(Items from a dataset)
○ ○ ○ ○
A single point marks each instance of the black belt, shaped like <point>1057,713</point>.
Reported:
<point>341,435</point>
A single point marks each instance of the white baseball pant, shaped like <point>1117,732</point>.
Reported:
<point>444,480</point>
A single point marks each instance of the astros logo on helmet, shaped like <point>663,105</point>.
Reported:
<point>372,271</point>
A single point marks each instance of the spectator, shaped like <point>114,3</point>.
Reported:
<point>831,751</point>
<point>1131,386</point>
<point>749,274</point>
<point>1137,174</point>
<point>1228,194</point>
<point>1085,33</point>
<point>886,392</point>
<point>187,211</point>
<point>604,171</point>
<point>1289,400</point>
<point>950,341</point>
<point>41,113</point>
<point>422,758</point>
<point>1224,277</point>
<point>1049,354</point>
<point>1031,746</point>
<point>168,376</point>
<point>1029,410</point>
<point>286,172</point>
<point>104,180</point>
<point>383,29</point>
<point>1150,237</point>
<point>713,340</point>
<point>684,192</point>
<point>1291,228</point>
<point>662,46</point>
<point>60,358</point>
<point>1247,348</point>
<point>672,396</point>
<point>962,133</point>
○ ○ ○ ○
- _ASSIGNED TASK_:
Having gone through the data above, repeat it exactly.

- _SOLUTION_:
A single point marks each instance of the black belt, shaped like <point>1057,713</point>.
Reported:
<point>341,435</point>
A single point marks each instance of the white baseball pant, shaped like <point>1117,732</point>.
Reported:
<point>444,480</point>
A single point marks each instance of the astros logo on helmet, shaped like <point>663,105</point>.
Reported:
<point>372,271</point>
A single point marks each instance of the spectator, shaped like <point>114,3</point>.
Reported:
<point>831,751</point>
<point>1131,386</point>
<point>749,274</point>
<point>1137,174</point>
<point>1228,194</point>
<point>1085,33</point>
<point>886,392</point>
<point>187,211</point>
<point>604,171</point>
<point>1289,400</point>
<point>950,341</point>
<point>41,113</point>
<point>422,758</point>
<point>1224,277</point>
<point>1049,354</point>
<point>1031,746</point>
<point>168,376</point>
<point>1029,410</point>
<point>286,172</point>
<point>104,180</point>
<point>383,29</point>
<point>1150,237</point>
<point>713,340</point>
<point>684,192</point>
<point>1291,228</point>
<point>662,46</point>
<point>60,358</point>
<point>1247,348</point>
<point>672,396</point>
<point>962,133</point>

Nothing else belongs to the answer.